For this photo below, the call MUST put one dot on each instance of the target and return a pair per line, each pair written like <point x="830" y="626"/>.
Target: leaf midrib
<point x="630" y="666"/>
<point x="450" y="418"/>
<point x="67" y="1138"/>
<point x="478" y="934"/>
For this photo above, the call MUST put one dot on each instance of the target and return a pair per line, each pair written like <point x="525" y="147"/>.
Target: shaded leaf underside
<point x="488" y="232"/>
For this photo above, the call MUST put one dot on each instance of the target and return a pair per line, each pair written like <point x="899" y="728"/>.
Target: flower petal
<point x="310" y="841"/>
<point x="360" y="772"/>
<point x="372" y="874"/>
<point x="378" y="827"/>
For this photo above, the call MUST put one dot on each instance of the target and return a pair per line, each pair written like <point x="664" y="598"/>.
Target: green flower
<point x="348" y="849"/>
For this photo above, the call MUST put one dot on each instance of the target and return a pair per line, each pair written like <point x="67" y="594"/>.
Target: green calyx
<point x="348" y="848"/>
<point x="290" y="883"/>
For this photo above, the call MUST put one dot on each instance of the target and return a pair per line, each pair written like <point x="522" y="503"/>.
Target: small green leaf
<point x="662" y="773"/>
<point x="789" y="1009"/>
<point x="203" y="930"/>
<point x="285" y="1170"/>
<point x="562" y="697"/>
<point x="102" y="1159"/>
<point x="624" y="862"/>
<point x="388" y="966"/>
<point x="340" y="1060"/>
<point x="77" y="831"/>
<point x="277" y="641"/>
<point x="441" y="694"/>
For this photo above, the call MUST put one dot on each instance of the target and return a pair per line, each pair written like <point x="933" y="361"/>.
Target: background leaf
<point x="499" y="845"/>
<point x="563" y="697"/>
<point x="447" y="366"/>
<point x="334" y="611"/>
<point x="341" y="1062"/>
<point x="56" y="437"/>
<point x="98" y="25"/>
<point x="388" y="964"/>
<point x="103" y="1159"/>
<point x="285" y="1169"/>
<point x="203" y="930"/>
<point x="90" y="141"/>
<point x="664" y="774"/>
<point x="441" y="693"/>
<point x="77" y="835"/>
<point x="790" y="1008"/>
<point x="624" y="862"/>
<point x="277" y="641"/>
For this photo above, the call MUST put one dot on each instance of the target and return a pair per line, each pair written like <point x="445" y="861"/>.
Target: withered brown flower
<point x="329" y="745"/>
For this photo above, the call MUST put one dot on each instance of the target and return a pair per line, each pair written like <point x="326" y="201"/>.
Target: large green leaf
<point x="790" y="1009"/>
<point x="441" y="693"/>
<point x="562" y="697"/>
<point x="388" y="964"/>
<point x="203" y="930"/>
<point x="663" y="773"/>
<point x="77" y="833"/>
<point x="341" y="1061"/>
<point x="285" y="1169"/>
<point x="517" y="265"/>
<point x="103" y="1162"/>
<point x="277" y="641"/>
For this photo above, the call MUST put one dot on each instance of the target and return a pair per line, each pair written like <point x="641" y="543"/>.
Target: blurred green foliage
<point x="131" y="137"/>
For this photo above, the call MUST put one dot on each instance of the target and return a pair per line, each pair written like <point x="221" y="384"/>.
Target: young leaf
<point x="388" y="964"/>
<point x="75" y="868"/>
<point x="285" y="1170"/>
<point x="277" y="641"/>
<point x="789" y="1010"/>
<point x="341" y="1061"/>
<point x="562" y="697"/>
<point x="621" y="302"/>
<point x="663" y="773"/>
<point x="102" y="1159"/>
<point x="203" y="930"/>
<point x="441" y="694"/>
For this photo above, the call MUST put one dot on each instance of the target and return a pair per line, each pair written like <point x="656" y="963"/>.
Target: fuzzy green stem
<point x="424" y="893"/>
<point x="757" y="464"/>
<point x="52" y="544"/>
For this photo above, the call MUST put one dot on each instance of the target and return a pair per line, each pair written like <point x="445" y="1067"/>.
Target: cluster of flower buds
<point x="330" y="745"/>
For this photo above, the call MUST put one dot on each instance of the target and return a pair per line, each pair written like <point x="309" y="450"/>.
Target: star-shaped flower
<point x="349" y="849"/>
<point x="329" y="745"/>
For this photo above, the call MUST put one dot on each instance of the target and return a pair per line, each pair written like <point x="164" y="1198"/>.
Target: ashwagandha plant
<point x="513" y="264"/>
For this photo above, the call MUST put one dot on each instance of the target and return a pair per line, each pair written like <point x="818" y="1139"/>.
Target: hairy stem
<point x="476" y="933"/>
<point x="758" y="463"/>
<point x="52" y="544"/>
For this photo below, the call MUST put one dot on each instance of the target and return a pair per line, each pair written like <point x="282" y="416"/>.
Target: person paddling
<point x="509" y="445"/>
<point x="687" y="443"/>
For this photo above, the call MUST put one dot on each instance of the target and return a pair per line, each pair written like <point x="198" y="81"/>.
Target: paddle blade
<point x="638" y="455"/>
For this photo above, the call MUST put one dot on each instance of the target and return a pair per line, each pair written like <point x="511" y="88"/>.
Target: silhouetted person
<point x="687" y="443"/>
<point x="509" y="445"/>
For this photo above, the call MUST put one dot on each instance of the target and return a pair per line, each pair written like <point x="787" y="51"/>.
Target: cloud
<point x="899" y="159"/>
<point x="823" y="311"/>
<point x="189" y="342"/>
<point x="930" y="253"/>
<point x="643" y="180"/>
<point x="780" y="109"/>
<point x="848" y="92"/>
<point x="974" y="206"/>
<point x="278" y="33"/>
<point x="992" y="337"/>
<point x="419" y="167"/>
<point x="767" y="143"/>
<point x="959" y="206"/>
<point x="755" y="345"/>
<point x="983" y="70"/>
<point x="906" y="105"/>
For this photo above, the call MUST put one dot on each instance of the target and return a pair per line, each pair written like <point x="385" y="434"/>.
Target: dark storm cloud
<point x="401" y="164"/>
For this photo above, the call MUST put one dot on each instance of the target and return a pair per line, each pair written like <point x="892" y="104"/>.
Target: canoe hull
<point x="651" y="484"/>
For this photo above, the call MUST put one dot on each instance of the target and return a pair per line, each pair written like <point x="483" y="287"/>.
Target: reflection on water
= = = = =
** WRITTEN PROBLEM **
Give back all the records exactly as they stand.

** FINISHED EXERCISE **
For this photo below, the call MUST put one dot on each instance of the target and return a pair per line, each pair written like <point x="830" y="626"/>.
Target: leaf midrib
<point x="630" y="666"/>
<point x="450" y="418"/>
<point x="67" y="1138"/>
<point x="478" y="934"/>
For this photo above, the call MUST put one dot on each instance of the target and return a pair per line, each pair written like <point x="525" y="147"/>.
Target: shaded leaf underside
<point x="488" y="232"/>
For this photo above, the call MUST put one dot on each instance of the target and return a pair per line, each pair written like <point x="899" y="728"/>.
Target: flower petal
<point x="310" y="841"/>
<point x="360" y="772"/>
<point x="372" y="874"/>
<point x="378" y="827"/>
For this photo above, the call MUST put one dot on each instance of the target and return a pair per line, each pair written like <point x="664" y="598"/>.
Target: green flower
<point x="348" y="849"/>
For this photo above, the call MUST put one dot on each instance of the target and return a pair per line, each pair written like <point x="67" y="594"/>.
Target: green calyx
<point x="348" y="848"/>
<point x="290" y="883"/>
For this photo above, the call MUST put one dot on each instance of the target and return a pair per line, each pair written like <point x="522" y="503"/>.
Target: small green leaf
<point x="662" y="773"/>
<point x="789" y="1009"/>
<point x="203" y="930"/>
<point x="285" y="1170"/>
<point x="562" y="697"/>
<point x="102" y="1159"/>
<point x="624" y="862"/>
<point x="388" y="966"/>
<point x="340" y="1060"/>
<point x="77" y="831"/>
<point x="277" y="641"/>
<point x="441" y="694"/>
For this photo above, the call MUST put one dot on each instance of the target and return a pair per line, each pair written like <point x="933" y="361"/>.
Target: background leaf
<point x="499" y="845"/>
<point x="563" y="697"/>
<point x="447" y="366"/>
<point x="334" y="611"/>
<point x="341" y="1062"/>
<point x="56" y="437"/>
<point x="98" y="25"/>
<point x="388" y="964"/>
<point x="103" y="1159"/>
<point x="285" y="1169"/>
<point x="203" y="930"/>
<point x="90" y="141"/>
<point x="664" y="774"/>
<point x="441" y="693"/>
<point x="77" y="835"/>
<point x="790" y="1008"/>
<point x="624" y="862"/>
<point x="277" y="641"/>
For this photo above, the call MUST put one dot on each instance of the target and return a pair per line, each pair written like <point x="445" y="861"/>.
Target: withered brown flower
<point x="329" y="745"/>
For this photo above, the call MUST put one dot on each instance of the target and return a pair per line, each pair written like <point x="326" y="201"/>.
Target: large green leaf
<point x="790" y="1009"/>
<point x="441" y="693"/>
<point x="562" y="697"/>
<point x="388" y="964"/>
<point x="203" y="930"/>
<point x="663" y="773"/>
<point x="77" y="833"/>
<point x="341" y="1061"/>
<point x="285" y="1169"/>
<point x="517" y="265"/>
<point x="103" y="1162"/>
<point x="277" y="641"/>
For this photo above, the call MUST put one dot on each instance of the target and return a pair per line, each pair written like <point x="641" y="543"/>.
Target: blurred green foliage
<point x="131" y="137"/>
For this photo above, the call MUST put one dot on each instance of the target and return a pair per line, each pair written like <point x="221" y="384"/>.
Target: young leaf
<point x="388" y="964"/>
<point x="75" y="868"/>
<point x="285" y="1170"/>
<point x="277" y="641"/>
<point x="789" y="1010"/>
<point x="341" y="1061"/>
<point x="562" y="697"/>
<point x="621" y="302"/>
<point x="663" y="773"/>
<point x="102" y="1159"/>
<point x="203" y="930"/>
<point x="441" y="694"/>
For this photo above, the call MUST put one dot on each instance of the target and return a pair per line, each pair written like <point x="656" y="963"/>.
Target: fuzzy green stem
<point x="424" y="893"/>
<point x="757" y="464"/>
<point x="52" y="544"/>
For this photo above, the call MUST put one dot on each instance of the target and return a pair per line, each pair written like <point x="445" y="1067"/>.
Target: cluster of flower buds
<point x="330" y="745"/>
For this photo above, the call MUST put one dot on each instance of the target and return a pair per line, each pair written like <point x="309" y="450"/>.
Target: star-shaped flower
<point x="349" y="849"/>
<point x="329" y="745"/>
For this photo above, the call MUST put one dot on each instance of the target and return a pair per line, each pair written like <point x="164" y="1198"/>.
Target: ashwagandha plant
<point x="513" y="264"/>
For this photo above, the call MUST put one dot on each instance of the target and return a pair per line, each pair written like <point x="818" y="1139"/>.
Target: hairy stem
<point x="476" y="933"/>
<point x="758" y="463"/>
<point x="52" y="544"/>
For this photo below, the call MUST put one dot on each instance of the target and return a pair per line, each pair written like <point x="282" y="416"/>.
Target: person paddling
<point x="509" y="445"/>
<point x="687" y="443"/>
For this photo above, the call MUST put one dot on each instance of the target and return a pair per line, each pair written like <point x="198" y="81"/>.
Target: paddle blade
<point x="638" y="455"/>
For this photo above, the call MUST put one dot on each instance of the target and return a pair per line, each pair written like <point x="511" y="88"/>.
Target: silhouetted person
<point x="687" y="443"/>
<point x="509" y="445"/>
For this photo above, the call MUST put one dot on each instance of the target and return a pair per line, each pair written like <point x="787" y="51"/>.
Target: cloud
<point x="899" y="159"/>
<point x="823" y="311"/>
<point x="189" y="342"/>
<point x="930" y="253"/>
<point x="643" y="180"/>
<point x="780" y="109"/>
<point x="848" y="92"/>
<point x="974" y="206"/>
<point x="278" y="33"/>
<point x="992" y="337"/>
<point x="419" y="167"/>
<point x="767" y="143"/>
<point x="959" y="206"/>
<point x="755" y="345"/>
<point x="983" y="70"/>
<point x="906" y="105"/>
For this photo above, the call MUST put one dot on each instance of the target and return a pair per line, each pair written like <point x="385" y="434"/>.
Target: dark storm cloud
<point x="401" y="164"/>
For this photo above, the call MUST put one dot on each instance of the target and return a pair per line, each pair written like <point x="892" y="104"/>.
Target: canoe hull
<point x="651" y="484"/>
For this photo above, the call MUST put one dot on each instance of the target and return a pair per line, each pair written like <point x="483" y="287"/>.
Target: reflection on water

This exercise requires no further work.